JOB A =
Reproduce the passage of the spring playlist text starting at "The Sound of" and ending at "of the season.".
JOB B =
Render this sentence from the spring playlist text in Spanish: "Still, it is also when flowers and trees bloom, birds sing, and the anticipation for the warmer season rises."

SELECTED EXTRACT =
· · · · ·
The Sound of Spring
Which Kind of Music Makes You Feel the Season?
Spring does not exist in New York. From March to May, we have a row of days that are almost always more chilly than comfortable. Then, you go outside to what looks like sunny weather and turn back to grab your winter coat. It is such a pain in the butt and in-between time. Still, it is also when flowers and trees bloom, birds sing, and the anticipation for the warmer season rises. Inspired by the latest version of the excellent New York Times music newsletter, “The Amplifier" by Lindsay Zoladz, we want to create our own spring playlist that captures the unique mood of the season.
· · · · ·
DATA SHOWN =
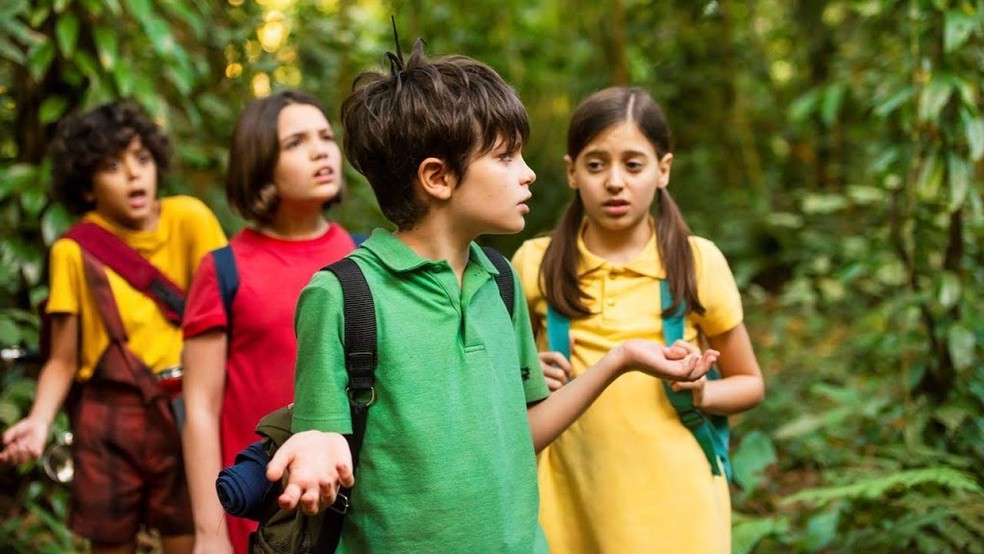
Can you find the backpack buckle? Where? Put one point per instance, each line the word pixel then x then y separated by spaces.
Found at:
pixel 341 504
pixel 355 396
pixel 692 418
· · · · ·
WRITTEN REPLY A =
The Sound of Spring
Which Kind of Music Makes You Feel the Season?
Spring does not exist in New York. From March to May, we have a row of days that are almost always more chilly than comfortable. Then, you go outside to what looks like sunny weather and turn back to grab your winter coat. It is such a pain in the butt and in-between time. Still, it is also when flowers and trees bloom, birds sing, and the anticipation for the warmer season rises. Inspired by the latest version of the excellent New York Times music newsletter, “The Amplifier" by Lindsay Zoladz, we want to create our own spring playlist that captures the unique mood of the season.

WRITTEN REPLY B =
Aun así, es también cuando florecen flores y árboles, cantan los pájaros y aumenta la expectación por la estación más cálida.